# Text passage start

Synthetic seismograms made this way will show the effects of amplitude
versus offset. The conventional synthetic seismogram might tie
the near trace data, but should not be expected to always agree
well with the stacked data or the far trace data.
25.05
Amplitude Versus Offset Case History
An AVO model and case history is shown in Figures 25.15 to 25.17
for a Cretaceous Glauconitic channel sand.

FIGURE 25.15: AVO models (wet, gas, shale) and real data

FIGURE 25.16: AVO models (oil, gas, shale) and real data

FIGURE 25.17: AVO model, seismic section, and final interpretation
map
25.06
Porosity/Lithology From Shear Seismic
Complex transmission and mode conversion phenomena occur at the
interface between two media, as compressional or shear wave energy
passes through it. As shown at the bottom of Figure 25.18, when
a compressional wave strikes an interface, the incident energy
is distributed over four distinct waves:
1. transmitted compressional wave, Pt
2. reflected compressional wave. Pr
3. converted transmitted shear wave, PSt
4. converted reflected shear wave, PSr

FIGURE 25.18: Reflected and transmitted wave modes
The
amplitude of each of these components versus incidence angle is
shown in the top of Figure 25.29. Notice the dramatic change in
reflected energy at angles above the critical angle.
If
an S-wave reaches the interface, converted S-waves, SPt and SPr,
are also created. For seismic surveys, SH is the component of
the shear wave (SPr) perpendicular to the vertical plane containing
the seismic line. SV is the component in the plane. The direction
of particle motion for the various modes is shown in Figure 25.19.

FIGURE 25.19: Reflected and transmitted wave modes
When
SH is in the interface plane, there is no conversion of SH-waves
into P- and SV-waves and inversely. This is why SH seismic records
are more simple as a rule than the P or SV records.

# Text passage end
# Data start

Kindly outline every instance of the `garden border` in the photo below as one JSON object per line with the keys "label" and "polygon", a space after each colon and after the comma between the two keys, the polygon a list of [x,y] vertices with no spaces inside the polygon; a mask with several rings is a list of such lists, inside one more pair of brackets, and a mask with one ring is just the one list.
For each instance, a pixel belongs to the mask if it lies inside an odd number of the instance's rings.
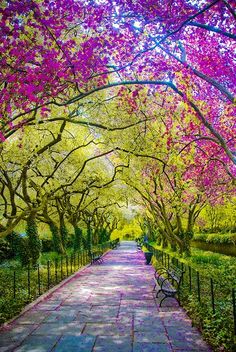
{"label": "garden border", "polygon": [[[102,257],[104,257],[107,253],[109,253],[111,251],[111,249],[108,249],[103,255]],[[0,326],[0,331],[4,330],[7,326],[9,326],[11,323],[13,323],[16,319],[20,318],[22,315],[24,315],[26,312],[28,312],[30,309],[32,309],[34,306],[36,306],[38,303],[40,303],[41,301],[43,301],[44,299],[46,299],[48,296],[50,296],[53,292],[55,292],[56,290],[58,290],[60,287],[62,287],[63,285],[67,284],[70,280],[72,280],[76,275],[78,275],[78,273],[82,272],[83,270],[87,269],[89,266],[91,266],[92,263],[89,263],[85,266],[83,266],[82,268],[80,268],[79,270],[77,270],[74,274],[68,276],[67,278],[65,278],[64,280],[60,281],[57,285],[53,286],[52,288],[50,288],[48,291],[46,291],[45,293],[43,293],[42,295],[40,295],[38,298],[36,298],[34,301],[28,303],[23,310],[16,315],[15,317],[11,318],[10,320],[6,321],[5,323],[3,323]]]}

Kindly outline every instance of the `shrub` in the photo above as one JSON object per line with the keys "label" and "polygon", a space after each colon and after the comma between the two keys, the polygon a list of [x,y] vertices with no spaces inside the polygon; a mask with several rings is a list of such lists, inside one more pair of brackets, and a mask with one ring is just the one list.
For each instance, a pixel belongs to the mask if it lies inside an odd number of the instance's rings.
{"label": "shrub", "polygon": [[19,259],[22,266],[27,266],[30,264],[30,248],[29,239],[27,237],[22,237],[19,246]]}
{"label": "shrub", "polygon": [[12,250],[10,244],[5,240],[0,238],[0,262],[4,259],[10,259],[12,257]]}
{"label": "shrub", "polygon": [[38,236],[38,228],[34,216],[30,216],[27,219],[26,234],[28,236],[31,264],[35,266],[41,254],[42,244]]}

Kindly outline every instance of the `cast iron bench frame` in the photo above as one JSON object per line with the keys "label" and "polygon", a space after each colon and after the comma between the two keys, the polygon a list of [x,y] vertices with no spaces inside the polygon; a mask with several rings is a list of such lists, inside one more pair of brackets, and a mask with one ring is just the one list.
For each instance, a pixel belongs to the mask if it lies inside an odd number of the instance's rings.
{"label": "cast iron bench frame", "polygon": [[102,252],[98,252],[98,251],[91,252],[91,264],[94,264],[94,263],[101,264],[103,262],[102,254],[103,254]]}
{"label": "cast iron bench frame", "polygon": [[158,285],[159,289],[157,290],[156,297],[158,297],[160,292],[164,294],[164,297],[160,301],[160,307],[166,298],[175,298],[179,303],[179,300],[176,296],[180,290],[183,274],[184,271],[173,265],[171,265],[169,268],[160,267],[156,269],[154,274],[155,286],[153,290],[155,290],[156,286]]}

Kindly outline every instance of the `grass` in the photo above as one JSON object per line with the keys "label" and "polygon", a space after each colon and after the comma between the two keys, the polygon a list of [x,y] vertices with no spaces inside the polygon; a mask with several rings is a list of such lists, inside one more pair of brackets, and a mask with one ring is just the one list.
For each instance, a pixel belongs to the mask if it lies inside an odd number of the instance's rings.
{"label": "grass", "polygon": [[[161,249],[154,243],[152,245]],[[236,258],[195,248],[192,256],[185,258],[170,249],[165,249],[165,252],[169,254],[170,260],[174,256],[179,265],[185,268],[180,301],[193,323],[199,327],[214,351],[235,351],[232,288],[236,287]],[[177,263],[176,259],[174,263]],[[154,265],[160,264],[163,265],[159,255]],[[167,265],[167,256],[164,256],[164,265]]]}

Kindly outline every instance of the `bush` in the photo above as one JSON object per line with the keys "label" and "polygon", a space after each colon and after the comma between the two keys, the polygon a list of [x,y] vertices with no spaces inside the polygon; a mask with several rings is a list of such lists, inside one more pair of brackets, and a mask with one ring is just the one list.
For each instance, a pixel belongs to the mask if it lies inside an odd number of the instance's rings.
{"label": "bush", "polygon": [[34,216],[31,216],[27,219],[26,233],[28,236],[31,264],[35,266],[38,263],[41,254],[42,244],[38,236],[38,228]]}
{"label": "bush", "polygon": [[22,266],[27,266],[30,264],[30,248],[29,239],[27,237],[22,237],[19,246],[19,259]]}
{"label": "bush", "polygon": [[16,257],[20,252],[22,236],[19,233],[12,232],[10,235],[7,235],[5,239],[10,245],[12,257]]}
{"label": "bush", "polygon": [[42,238],[42,252],[52,252],[54,251],[53,241],[50,238]]}
{"label": "bush", "polygon": [[236,245],[236,234],[227,233],[198,233],[193,236],[194,241],[200,241],[212,244],[233,244]]}
{"label": "bush", "polygon": [[0,262],[12,258],[12,256],[10,244],[5,239],[0,239]]}

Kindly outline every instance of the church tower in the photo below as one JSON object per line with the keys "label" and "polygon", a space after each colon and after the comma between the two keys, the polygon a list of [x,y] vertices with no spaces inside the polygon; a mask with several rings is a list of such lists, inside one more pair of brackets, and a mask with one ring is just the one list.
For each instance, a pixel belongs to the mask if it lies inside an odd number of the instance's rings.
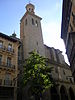
{"label": "church tower", "polygon": [[33,4],[27,4],[26,13],[20,20],[20,39],[23,43],[24,59],[33,50],[36,50],[40,55],[45,55],[41,29],[42,18],[35,14],[34,9]]}

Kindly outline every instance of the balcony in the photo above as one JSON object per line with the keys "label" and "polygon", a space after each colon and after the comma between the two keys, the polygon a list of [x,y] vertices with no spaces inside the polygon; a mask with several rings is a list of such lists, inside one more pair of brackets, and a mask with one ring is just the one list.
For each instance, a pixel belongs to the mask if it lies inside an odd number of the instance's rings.
{"label": "balcony", "polygon": [[8,86],[8,87],[15,87],[16,86],[16,82],[13,81],[13,80],[3,80],[3,79],[0,79],[0,86]]}
{"label": "balcony", "polygon": [[10,54],[14,54],[14,49],[12,48],[6,48],[5,46],[0,46],[0,52],[7,52],[7,53],[10,53]]}
{"label": "balcony", "polygon": [[15,70],[15,65],[0,62],[0,69]]}

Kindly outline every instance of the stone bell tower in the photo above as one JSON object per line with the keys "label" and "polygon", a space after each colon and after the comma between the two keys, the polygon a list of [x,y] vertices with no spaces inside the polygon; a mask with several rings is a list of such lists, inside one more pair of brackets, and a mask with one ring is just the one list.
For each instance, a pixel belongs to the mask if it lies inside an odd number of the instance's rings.
{"label": "stone bell tower", "polygon": [[40,55],[45,55],[41,19],[35,15],[35,6],[31,3],[26,5],[26,13],[20,20],[20,39],[23,43],[24,59],[28,53],[36,50]]}

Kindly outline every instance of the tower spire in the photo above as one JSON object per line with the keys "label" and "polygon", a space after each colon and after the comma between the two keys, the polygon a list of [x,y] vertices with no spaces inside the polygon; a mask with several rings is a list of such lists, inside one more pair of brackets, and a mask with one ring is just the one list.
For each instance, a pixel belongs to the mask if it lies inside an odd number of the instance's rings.
{"label": "tower spire", "polygon": [[31,0],[29,0],[29,3],[31,3]]}

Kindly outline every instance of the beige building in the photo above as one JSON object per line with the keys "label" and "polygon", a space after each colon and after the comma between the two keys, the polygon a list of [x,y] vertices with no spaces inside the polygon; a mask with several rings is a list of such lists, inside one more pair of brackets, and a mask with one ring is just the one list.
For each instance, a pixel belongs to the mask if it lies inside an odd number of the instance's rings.
{"label": "beige building", "polygon": [[75,0],[63,0],[61,38],[75,81]]}
{"label": "beige building", "polygon": [[16,100],[19,41],[0,33],[0,100]]}
{"label": "beige building", "polygon": [[75,83],[69,65],[65,63],[60,50],[44,45],[42,18],[35,14],[34,9],[33,4],[26,5],[26,13],[20,20],[20,40],[13,37],[15,34],[10,37],[0,33],[0,100],[34,100],[28,88],[22,93],[19,84],[23,70],[20,65],[33,50],[49,59],[53,67],[51,76],[56,83],[40,100],[75,100]]}
{"label": "beige building", "polygon": [[[39,54],[49,58],[50,66],[54,68],[51,76],[56,82],[56,86],[46,91],[42,100],[75,100],[75,83],[69,65],[65,63],[60,50],[44,45],[41,18],[35,14],[34,8],[33,4],[27,4],[26,13],[20,21],[22,58],[27,58],[28,53],[35,49]],[[18,100],[21,99],[31,100],[28,88],[24,92],[23,98]]]}

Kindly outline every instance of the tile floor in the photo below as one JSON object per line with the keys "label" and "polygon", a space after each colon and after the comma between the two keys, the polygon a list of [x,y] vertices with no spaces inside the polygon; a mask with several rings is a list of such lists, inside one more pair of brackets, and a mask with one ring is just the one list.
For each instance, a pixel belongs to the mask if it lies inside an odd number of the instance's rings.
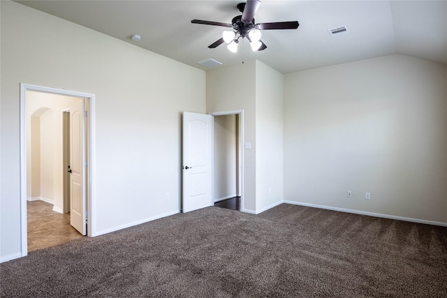
{"label": "tile floor", "polygon": [[52,204],[46,202],[27,202],[28,252],[83,237],[70,225],[69,214],[62,214],[52,209]]}

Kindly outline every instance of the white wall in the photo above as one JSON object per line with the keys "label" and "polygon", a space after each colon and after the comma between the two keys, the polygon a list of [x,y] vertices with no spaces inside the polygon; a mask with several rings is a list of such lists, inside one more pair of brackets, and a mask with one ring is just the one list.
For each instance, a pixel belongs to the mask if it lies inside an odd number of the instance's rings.
{"label": "white wall", "polygon": [[256,211],[283,200],[283,75],[256,61]]}
{"label": "white wall", "polygon": [[41,197],[54,201],[54,116],[47,110],[41,116]]}
{"label": "white wall", "polygon": [[283,200],[283,75],[259,61],[207,72],[207,112],[244,110],[243,142],[251,145],[244,150],[248,212]]}
{"label": "white wall", "polygon": [[17,3],[0,5],[1,260],[20,256],[20,83],[95,94],[94,234],[178,212],[181,112],[205,112],[205,73]]}
{"label": "white wall", "polygon": [[236,128],[235,114],[214,117],[214,202],[237,195]]}
{"label": "white wall", "polygon": [[284,200],[447,223],[446,72],[393,55],[286,75]]}
{"label": "white wall", "polygon": [[[244,84],[240,84],[240,78]],[[207,112],[244,110],[244,188],[242,209],[256,212],[256,61],[219,68],[207,72]]]}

# Data end

What to work on: Transcribe the seismic passage word for word, starting with "Synthetic seismograms made" and going on through "far trace data.".

Completed exercise:
Synthetic seismograms made this way will show the effects of amplitude
versus offset. The conventional synthetic seismogram might tie
the near trace data, but should not be expected to always agree
well with the stacked data or the far trace data.